### CHALLENGE A
Reproduce the entries that come after the court opinion excerpt below, line for line and without any change.

The effect of this general principle is codified in RSA 331-A:32, I (1995), which provides that no real estate broker or salesperson can bring an action for compensation or recover for services rendered “unless such person was duly licensed under this chapter as a broker or salesperson at the time of offering to perform any such act or service.” The defendant, while conceding this provision acts as a shield to prevent an unlicensed broker from suing for a commission, argues that it is nonetheless consistent with the statutory scheme to prevent the plaintiff from suing to recover paid commissions. We cannot accept that interpretation of the statute. To do so would encourage unlicensed persons to seek advance payments, thereby *133undermining the purpose of RSA chapter 331-A. See RSA 331-A:1 (1995) (purpose of chapter “to regulate the practice of real estate brokers and salespersons in order to ensure that they meet and maintain minimum standards which promote public understanding and confidence in the business of real estate brokerage”); Cooper v. Paris, 413 So. 2d 772, 774 (Fla. Dist. Ct. App. 1982).

“A trial court may require an individual to make restitution for unjust enrichment if he has received a benefit which would be unconscionable for him to retain.” R. Zoppo, 122 N.H. at 1113. “To entitle one to restitution, it must be shown that there was unjust enrichment either through wrongful acts or passive acceptance of a benefit that would be unconscionable to retain.” Cohen v. Frank Developers, Inc., 118 N.H. 512, 518 (1978) (quotation omitted).

### DATA ENTRIES
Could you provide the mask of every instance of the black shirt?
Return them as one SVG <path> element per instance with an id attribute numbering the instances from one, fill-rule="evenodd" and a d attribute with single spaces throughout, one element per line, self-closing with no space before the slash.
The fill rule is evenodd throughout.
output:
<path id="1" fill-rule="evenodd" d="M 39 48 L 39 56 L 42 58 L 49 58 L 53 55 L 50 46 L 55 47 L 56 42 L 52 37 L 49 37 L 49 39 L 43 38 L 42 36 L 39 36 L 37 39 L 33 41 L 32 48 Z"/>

### CHALLENGE B
According to the court opinion excerpt, which statutory provision codifies the principle that an unlicensed real estate broker or salesperson cannot sue for compensation?

### ANSWER A
Could you provide the mask of every instance of the black shirt?
Return them as one SVG <path> element per instance with an id attribute numbering the instances from one, fill-rule="evenodd" and a d attribute with single spaces throughout, one element per line, self-closing with no space before the slash.
The fill rule is evenodd throughout.
output:
<path id="1" fill-rule="evenodd" d="M 39 48 L 39 56 L 42 58 L 49 58 L 53 55 L 50 46 L 55 47 L 56 42 L 52 37 L 49 37 L 49 39 L 43 38 L 42 36 L 39 36 L 37 39 L 33 41 L 32 48 Z"/>

### ANSWER B
RSA 331-A:32, I (1995).